- **What is needed**:
Copy all of the entries that follow, exactly.

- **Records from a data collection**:
- Opening Delimiter -
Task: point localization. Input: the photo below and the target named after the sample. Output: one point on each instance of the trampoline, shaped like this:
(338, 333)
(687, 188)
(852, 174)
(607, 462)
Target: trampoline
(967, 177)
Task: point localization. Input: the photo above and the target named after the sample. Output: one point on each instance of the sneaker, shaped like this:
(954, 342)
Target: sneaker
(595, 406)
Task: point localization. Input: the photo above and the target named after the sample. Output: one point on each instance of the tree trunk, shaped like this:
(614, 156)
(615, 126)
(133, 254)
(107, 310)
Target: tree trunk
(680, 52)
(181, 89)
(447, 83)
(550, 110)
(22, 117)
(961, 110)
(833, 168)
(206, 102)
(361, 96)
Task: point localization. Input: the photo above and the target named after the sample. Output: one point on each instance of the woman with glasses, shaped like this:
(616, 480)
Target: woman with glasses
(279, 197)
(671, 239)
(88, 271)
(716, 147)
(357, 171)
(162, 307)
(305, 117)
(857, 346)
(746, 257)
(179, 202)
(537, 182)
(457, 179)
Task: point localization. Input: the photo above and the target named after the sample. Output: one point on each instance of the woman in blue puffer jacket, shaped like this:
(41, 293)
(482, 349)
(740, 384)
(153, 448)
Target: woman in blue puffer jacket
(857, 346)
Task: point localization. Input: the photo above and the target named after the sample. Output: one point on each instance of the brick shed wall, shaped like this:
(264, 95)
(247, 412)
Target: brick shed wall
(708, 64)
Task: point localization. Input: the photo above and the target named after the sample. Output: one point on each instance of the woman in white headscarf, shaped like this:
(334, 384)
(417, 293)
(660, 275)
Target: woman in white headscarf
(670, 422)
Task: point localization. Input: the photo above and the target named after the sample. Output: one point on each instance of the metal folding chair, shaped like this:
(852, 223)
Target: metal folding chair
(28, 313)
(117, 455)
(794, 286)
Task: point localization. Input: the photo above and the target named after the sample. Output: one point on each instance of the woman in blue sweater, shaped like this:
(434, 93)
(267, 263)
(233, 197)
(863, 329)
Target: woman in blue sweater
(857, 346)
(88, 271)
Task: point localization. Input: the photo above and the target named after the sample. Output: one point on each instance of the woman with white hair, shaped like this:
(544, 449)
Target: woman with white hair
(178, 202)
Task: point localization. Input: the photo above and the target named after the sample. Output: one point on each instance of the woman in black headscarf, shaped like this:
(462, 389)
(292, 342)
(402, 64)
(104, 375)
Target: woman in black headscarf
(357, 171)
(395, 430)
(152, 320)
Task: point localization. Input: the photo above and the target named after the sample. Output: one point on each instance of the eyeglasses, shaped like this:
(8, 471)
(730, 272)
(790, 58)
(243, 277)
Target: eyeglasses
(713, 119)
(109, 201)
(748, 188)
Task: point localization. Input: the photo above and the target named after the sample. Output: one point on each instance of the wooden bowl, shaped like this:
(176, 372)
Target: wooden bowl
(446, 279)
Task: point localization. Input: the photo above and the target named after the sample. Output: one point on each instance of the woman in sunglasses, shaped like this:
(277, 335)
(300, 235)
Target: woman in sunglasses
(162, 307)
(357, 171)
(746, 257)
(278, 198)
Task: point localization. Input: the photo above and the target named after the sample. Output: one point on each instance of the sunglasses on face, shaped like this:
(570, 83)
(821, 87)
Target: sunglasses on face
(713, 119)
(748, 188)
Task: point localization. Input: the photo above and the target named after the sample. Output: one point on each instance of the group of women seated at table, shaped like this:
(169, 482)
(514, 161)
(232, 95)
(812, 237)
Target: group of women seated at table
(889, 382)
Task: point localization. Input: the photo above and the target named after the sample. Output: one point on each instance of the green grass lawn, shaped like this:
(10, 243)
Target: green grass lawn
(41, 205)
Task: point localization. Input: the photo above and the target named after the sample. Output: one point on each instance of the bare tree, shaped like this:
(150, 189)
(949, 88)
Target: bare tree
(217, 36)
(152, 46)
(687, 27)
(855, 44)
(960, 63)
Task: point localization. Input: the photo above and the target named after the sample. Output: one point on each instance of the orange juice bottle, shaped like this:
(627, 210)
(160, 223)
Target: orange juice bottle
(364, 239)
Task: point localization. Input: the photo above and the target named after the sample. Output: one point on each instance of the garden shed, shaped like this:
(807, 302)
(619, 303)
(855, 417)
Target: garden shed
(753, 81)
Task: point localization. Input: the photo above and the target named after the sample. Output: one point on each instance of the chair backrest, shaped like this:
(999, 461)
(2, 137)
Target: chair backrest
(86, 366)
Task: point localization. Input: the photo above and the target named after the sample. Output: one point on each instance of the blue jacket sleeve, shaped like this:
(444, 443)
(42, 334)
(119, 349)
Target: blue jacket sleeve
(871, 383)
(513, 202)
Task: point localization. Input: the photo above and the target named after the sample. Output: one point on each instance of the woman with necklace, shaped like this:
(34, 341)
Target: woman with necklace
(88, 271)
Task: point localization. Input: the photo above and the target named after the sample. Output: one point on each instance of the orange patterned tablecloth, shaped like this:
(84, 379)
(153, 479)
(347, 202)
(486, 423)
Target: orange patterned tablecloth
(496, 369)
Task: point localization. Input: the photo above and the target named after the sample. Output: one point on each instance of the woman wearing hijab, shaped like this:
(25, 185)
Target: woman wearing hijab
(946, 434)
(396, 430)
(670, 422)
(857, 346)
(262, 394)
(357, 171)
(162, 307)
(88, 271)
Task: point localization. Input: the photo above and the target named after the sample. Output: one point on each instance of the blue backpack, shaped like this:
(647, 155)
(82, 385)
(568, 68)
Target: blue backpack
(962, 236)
- Closing Delimiter -
- **Response below**:
Task: point localization. Input: the photo below and the target named after the sample. Output: one point on each instance of the trampoline, shaped like this:
(338, 333)
(687, 188)
(852, 174)
(607, 462)
Target: trampoline
(967, 177)
Task: point localization. Input: the photo above and the target named after the sample. Output: one point on each instance of the sneaker, shaped like this:
(954, 342)
Target: sneaker
(595, 406)
Task: point localization. Input: the photo above and the target named after the sample. Output: one point on each instance of the tree trunk, shaped like this:
(614, 156)
(615, 126)
(133, 254)
(107, 310)
Target: tree trunk
(680, 52)
(181, 89)
(447, 83)
(550, 110)
(22, 117)
(961, 110)
(833, 168)
(206, 102)
(361, 96)
Task: point localization. Input: the photo above and the target named after the sample. Output: one point on each instance of the woman with glasses, shaped like this:
(616, 480)
Target: woman with glasses
(279, 197)
(671, 239)
(88, 271)
(716, 147)
(357, 171)
(162, 307)
(305, 117)
(857, 346)
(746, 257)
(179, 202)
(537, 182)
(457, 179)
Task: point localization. Input: the photo above and the target named after the sample. Output: one point on each instance of the woman in blue puffer jacket, shaped like this:
(41, 293)
(482, 349)
(740, 384)
(153, 448)
Target: woman in blue puffer jacket
(857, 346)
Task: point localization. Input: the photo above and the target named after the sample. Output: one point on each instance of the brick shed wall, shaped like this:
(264, 95)
(247, 412)
Target: brick shed wall
(708, 64)
Task: point localization. Input: the photo above and the target named after the sample. Output: one point on each instance of the woman in white headscarf, shaped like this:
(334, 384)
(417, 293)
(660, 275)
Target: woman in white headscarf
(670, 422)
Task: point localization. Input: the photo above and the target named after the sample. Output: one point on each instance of the metal folding chair, shaped like this:
(852, 223)
Target: metal folding chair
(28, 313)
(117, 455)
(794, 286)
Task: point localization. Input: the photo above and the target named after the sample. Output: one point on each instance of the woman in blue sweater, shaped like this:
(434, 93)
(267, 263)
(233, 197)
(863, 329)
Target: woman in blue sweater
(857, 346)
(88, 271)
Task: point localization. Input: the photo above and the target named after the sample. Output: one point on each instance of the woman with white hair, shaped like this:
(544, 449)
Target: woman with white hair
(178, 202)
Task: point localization. Input: the photo above and the target named after the sample. Output: one point on each instance of the woman in black headscarf, shaped like this:
(462, 389)
(292, 342)
(402, 64)
(104, 375)
Target: woman in black headscarf
(357, 171)
(395, 430)
(152, 320)
Task: point localization. Input: the photo above and the target named after the sample. Output: one point on each instance of the eyeglasses, shaped like this:
(8, 471)
(730, 272)
(790, 58)
(243, 277)
Target: eyeglasses
(713, 119)
(109, 201)
(748, 188)
Task: point localization. Input: the photo above and the target named after the sample. Output: one point on each instance of the wooden bowl, shaped like this:
(176, 372)
Target: wooden bowl
(446, 279)
Task: point localization. Input: the photo above and the target named after the sample. Output: one point on each instance of the woman in sunglasses, shaped like this:
(277, 335)
(300, 235)
Target: woman in sunglasses
(162, 307)
(357, 171)
(746, 257)
(278, 198)
Task: point localization. Input: the photo above and the target named after the sample. Output: one point on each instance of the sunglasses on face, shaped like this:
(570, 83)
(821, 87)
Target: sunglasses on face
(713, 119)
(748, 188)
Task: point localization. Input: the photo above and the target named after the sample. Output: one point on each instance of the group of women seated at table, shaped like this:
(169, 482)
(514, 161)
(232, 95)
(812, 237)
Target: group of women seated at table
(889, 382)
Task: point localization. Input: the photo above and the target named after the sample. Output: one point on each instance of the green grass lawn, shaped like this:
(10, 243)
Target: green grass lawn
(41, 205)
Task: point localization. Input: the photo above and the target named after the sample. Output: one point on each instance of the bare tree, shaped like this:
(150, 189)
(949, 88)
Target: bare tree
(217, 36)
(152, 46)
(687, 27)
(855, 44)
(960, 63)
Task: point localization. Input: the photo above and the target named after the sample. Output: one point on each instance of the orange juice bottle, shaped like this:
(627, 210)
(160, 223)
Target: orange juice bottle
(364, 239)
Task: point localization. Input: the photo above and the target named after the sample. Output: one point on each instance of the garden shed, shaped like this:
(807, 302)
(619, 303)
(855, 417)
Target: garden shed
(753, 81)
Task: point localization. Input: the photo above and the target named after the sample. Output: one point on each instance of the chair backrest, shaped like this:
(999, 461)
(2, 137)
Target: chair backrest
(86, 366)
Task: point localization. Input: the photo above and the target named after the sample. Output: one point on each instance of the blue jacket sleeve, shaped like this:
(444, 443)
(42, 334)
(119, 349)
Target: blue jacket sleeve
(871, 383)
(513, 202)
Task: point localization. Input: the photo above and the target named after the sample. Output: one point on each instance of the woman with necklace, shaped like this:
(34, 341)
Target: woman with necklace
(88, 271)
Task: point localization. Input: the photo above and the target named after the sample. Output: one point on each instance of the orange patterned tablecloth, shaped like this:
(84, 379)
(153, 479)
(347, 202)
(486, 423)
Target: orange patterned tablecloth
(496, 369)
Task: point localization. Input: the photo above and the target named after the sample. Output: one point on each instance of the woman wearing hijab, shaped like this:
(25, 185)
Target: woman wearing hijab
(946, 434)
(396, 430)
(670, 422)
(857, 346)
(262, 394)
(357, 171)
(162, 307)
(88, 271)
Task: point localization. Input: the photo above and the target named after the sample. Output: one point on each instance of the blue backpack, shaped like this:
(647, 155)
(82, 385)
(568, 68)
Target: blue backpack
(962, 236)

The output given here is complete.